● Задание
Перепишите фрагмент текста о семье Бенуа, начиная со слов «Что пользы даже» и далее до слов «спустя в Милане.» включительно, заменив «Милане» на «Риме».

● Исходный текст
——
Все у меня сводится к тому, как бы не слишком гнусно закончить собственную жизнь, как бы кое-что еще успеть передать потомству, дабы оно продолжало несть тот факел, который поручен мне, тебе и всем тем, кто в силу воспитания и быта, сложившихся в иные, более счастливые времена, оказались достойными получить этот факел в руки…

Для той России, которую мы не перестаем любить духом и сердцем, этот факел может оказаться полезным, если его пламя будет сохранять хотя бы волю ее предков. Напротив, если бы мы совершили чудовищную ошибку и понесли бы его туда, то там он погас бы неминуемо, задушенный такой строго разработанной системой лжи, против которой нет средств бороться…»

Что пользы даже в самых замечательных письмах? После долгих колебаний Николай Бенуа приехал с театром Ла Скала в Москву (в 1964 г.), работал в Большом театре в 1965 и 1978 гг., а умер еще десять лет спустя в Милане.

С 1910 г. жил в Париже вместе с женой Маргаритой архитектор и акварелист Альберт Александрович Бенуа-Контский. Это он проектировал, а потом вместе с супругой расписывал в 1939 г. церковь Успения Божьей Матери на русском кладбище Сен-Женевьев-де-Буа (где они с женой и похоронены), писал иконы и фрески для других русских церквей зарубежья, в том числе и кафедрального собора Александра Невского в Париже.
——
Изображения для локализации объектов
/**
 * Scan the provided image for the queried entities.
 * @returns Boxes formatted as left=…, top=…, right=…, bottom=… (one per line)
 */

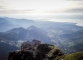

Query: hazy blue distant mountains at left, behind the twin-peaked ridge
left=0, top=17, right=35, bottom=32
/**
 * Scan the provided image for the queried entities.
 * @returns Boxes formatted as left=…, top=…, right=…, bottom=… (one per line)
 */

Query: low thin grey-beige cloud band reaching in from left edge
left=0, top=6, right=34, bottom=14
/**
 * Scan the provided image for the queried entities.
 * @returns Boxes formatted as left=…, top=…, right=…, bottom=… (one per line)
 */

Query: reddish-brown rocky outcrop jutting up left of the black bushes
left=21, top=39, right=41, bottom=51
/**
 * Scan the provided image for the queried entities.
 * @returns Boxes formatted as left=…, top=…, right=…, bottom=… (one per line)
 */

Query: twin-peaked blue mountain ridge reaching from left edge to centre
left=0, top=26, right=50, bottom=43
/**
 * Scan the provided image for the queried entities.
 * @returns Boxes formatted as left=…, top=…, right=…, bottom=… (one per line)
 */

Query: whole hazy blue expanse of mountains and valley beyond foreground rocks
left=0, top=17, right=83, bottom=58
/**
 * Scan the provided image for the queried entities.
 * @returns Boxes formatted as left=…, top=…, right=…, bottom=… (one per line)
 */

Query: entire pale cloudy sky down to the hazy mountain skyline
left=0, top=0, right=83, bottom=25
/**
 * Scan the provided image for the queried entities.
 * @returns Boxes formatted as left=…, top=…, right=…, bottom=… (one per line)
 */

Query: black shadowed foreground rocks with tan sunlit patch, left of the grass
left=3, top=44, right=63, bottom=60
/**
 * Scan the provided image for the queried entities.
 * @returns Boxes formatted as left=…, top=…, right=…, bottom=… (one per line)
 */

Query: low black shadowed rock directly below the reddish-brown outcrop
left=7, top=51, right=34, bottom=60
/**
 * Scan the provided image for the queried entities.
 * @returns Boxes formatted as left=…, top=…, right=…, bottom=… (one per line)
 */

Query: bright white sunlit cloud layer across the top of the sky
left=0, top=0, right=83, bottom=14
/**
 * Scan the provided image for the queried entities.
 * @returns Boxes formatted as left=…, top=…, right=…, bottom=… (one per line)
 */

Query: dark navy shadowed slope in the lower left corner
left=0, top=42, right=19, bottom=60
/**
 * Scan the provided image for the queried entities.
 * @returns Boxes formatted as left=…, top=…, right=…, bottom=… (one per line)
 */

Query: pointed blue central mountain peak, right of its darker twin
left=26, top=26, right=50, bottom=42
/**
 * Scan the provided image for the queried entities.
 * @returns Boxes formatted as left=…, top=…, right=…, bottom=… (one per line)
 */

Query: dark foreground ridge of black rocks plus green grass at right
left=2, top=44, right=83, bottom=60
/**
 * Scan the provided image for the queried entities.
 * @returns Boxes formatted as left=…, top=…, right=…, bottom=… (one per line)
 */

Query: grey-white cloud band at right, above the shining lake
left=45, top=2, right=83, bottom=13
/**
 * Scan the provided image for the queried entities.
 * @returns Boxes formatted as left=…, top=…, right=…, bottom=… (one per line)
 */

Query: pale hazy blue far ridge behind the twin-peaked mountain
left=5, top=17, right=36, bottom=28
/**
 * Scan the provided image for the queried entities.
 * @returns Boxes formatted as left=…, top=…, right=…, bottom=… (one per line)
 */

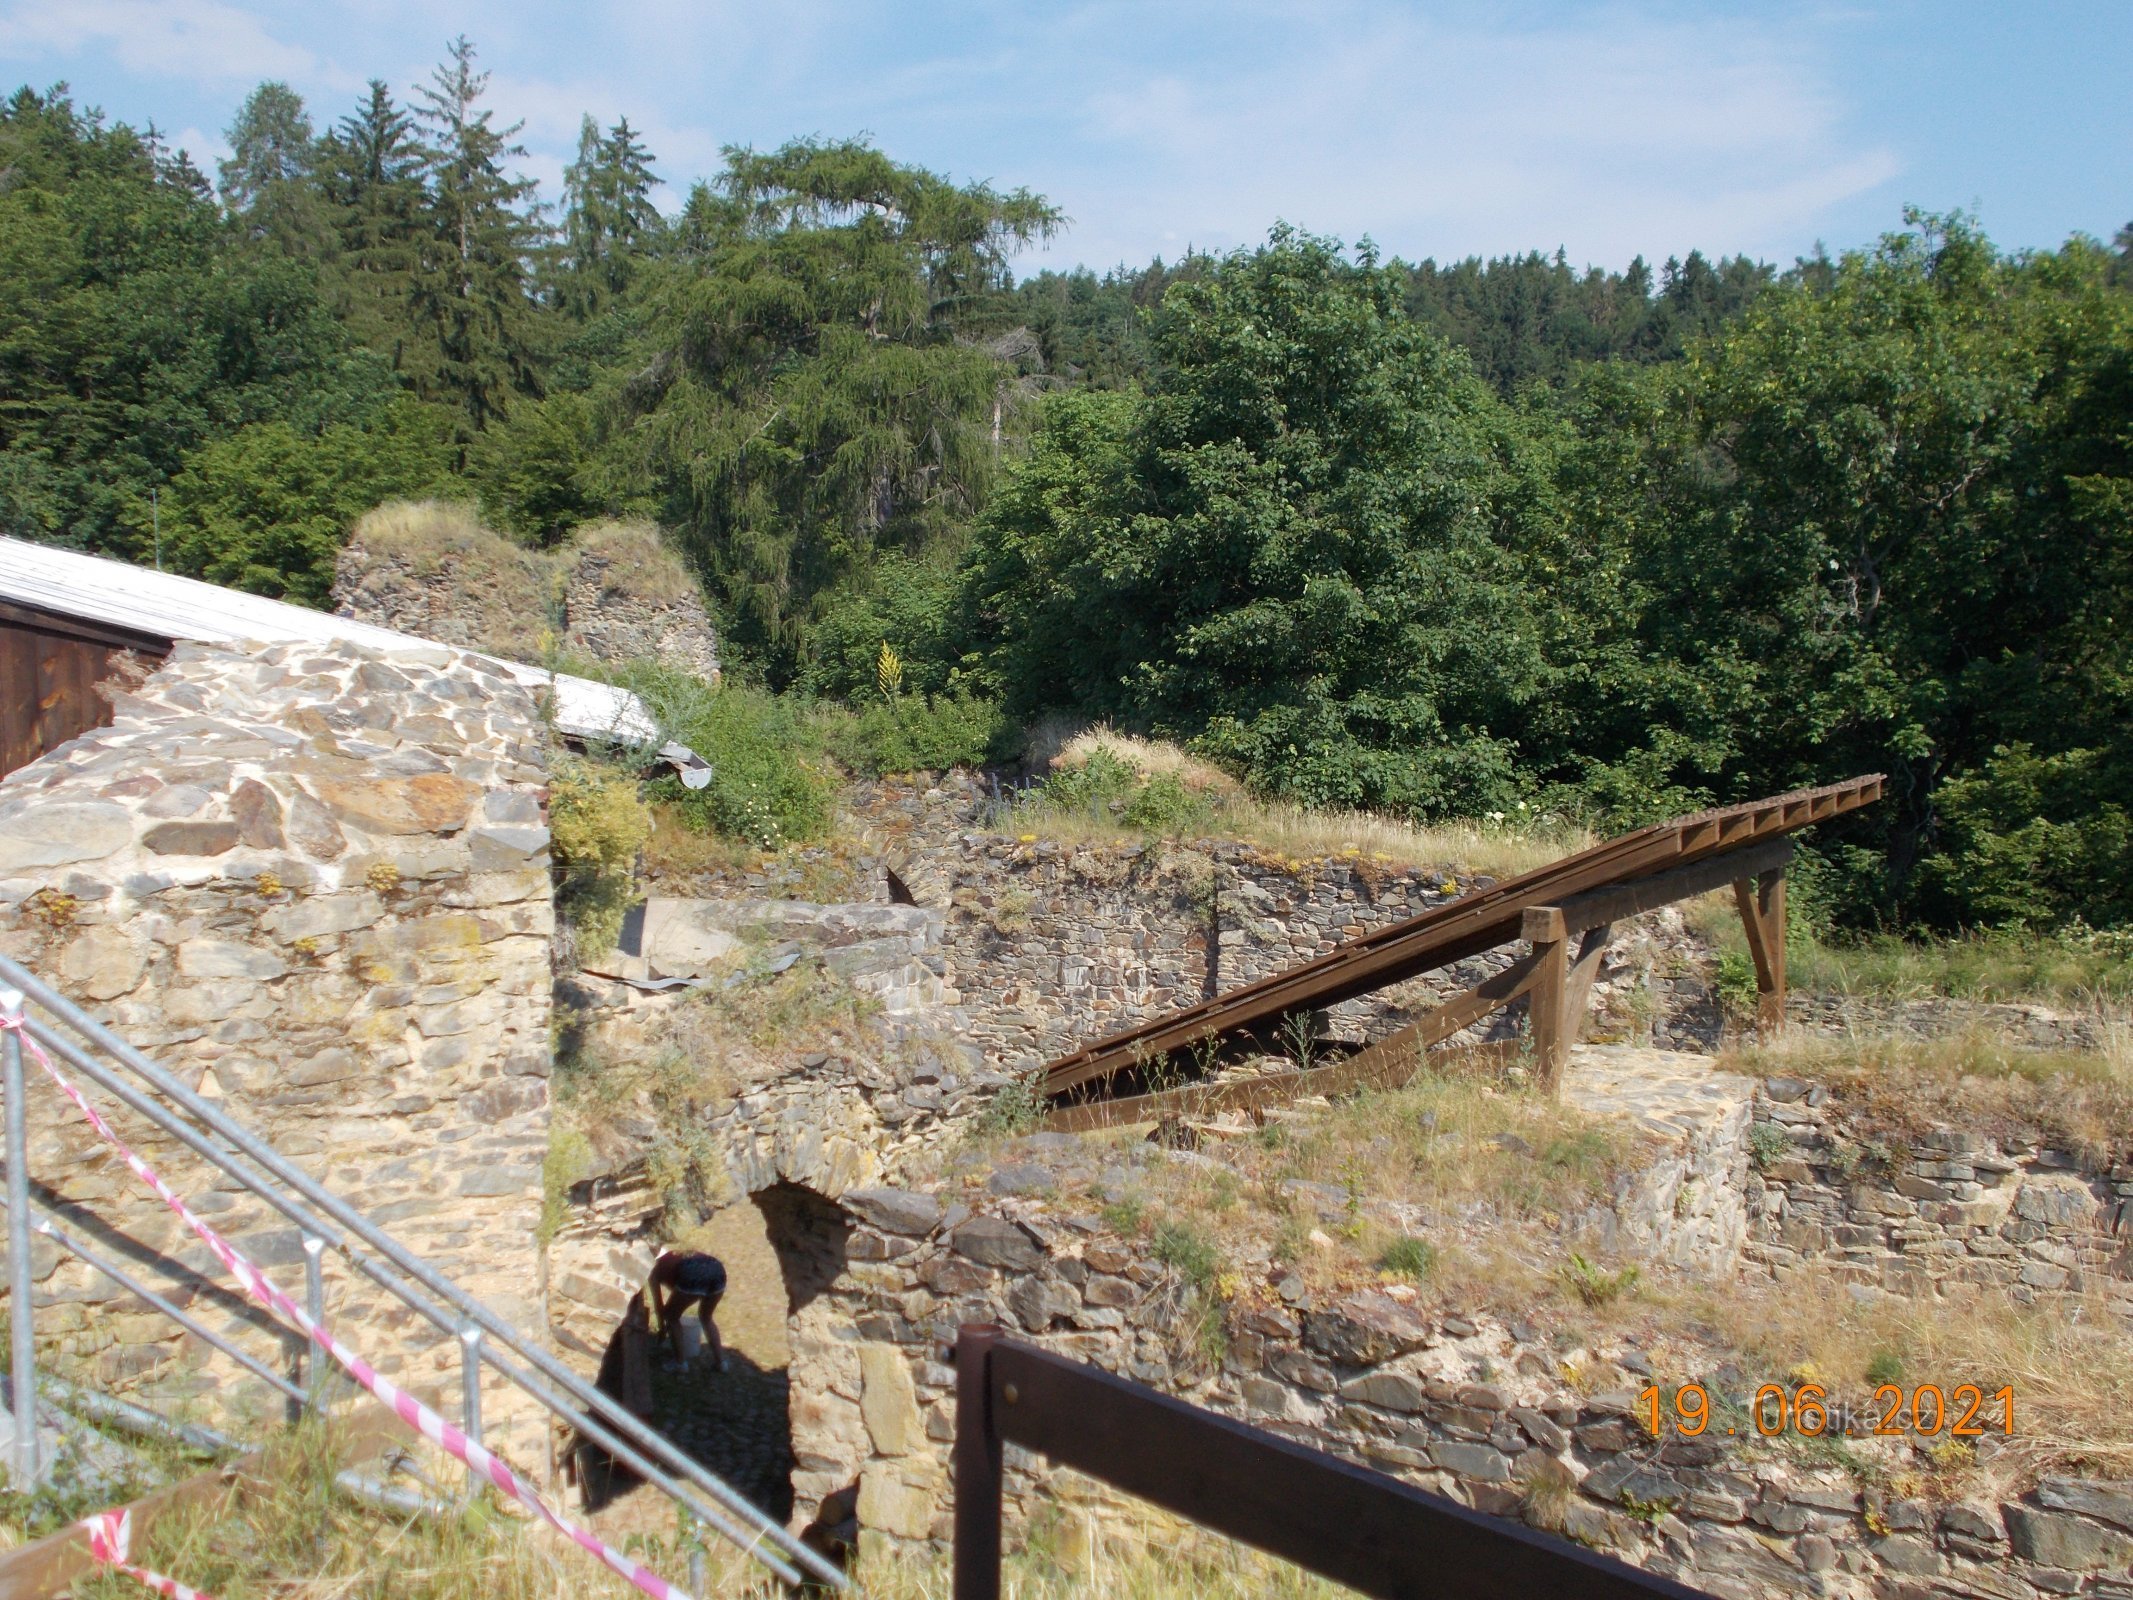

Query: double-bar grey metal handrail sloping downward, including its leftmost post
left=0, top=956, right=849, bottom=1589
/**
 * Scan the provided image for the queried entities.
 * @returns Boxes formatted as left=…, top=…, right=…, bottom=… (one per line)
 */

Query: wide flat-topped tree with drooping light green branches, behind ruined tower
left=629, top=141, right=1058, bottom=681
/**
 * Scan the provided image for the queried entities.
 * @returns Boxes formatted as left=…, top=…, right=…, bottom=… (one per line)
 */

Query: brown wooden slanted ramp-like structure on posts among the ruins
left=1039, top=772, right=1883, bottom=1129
——
● Ответ
Что пользы даже в самых замечательных письмах? После долгих колебаний Николай Бенуа приехал с театром Ла Скала в Москву (в 1964 г.), работал в Большом театре в 1965 и 1978 гг., а умер еще десять лет спустя в Риме.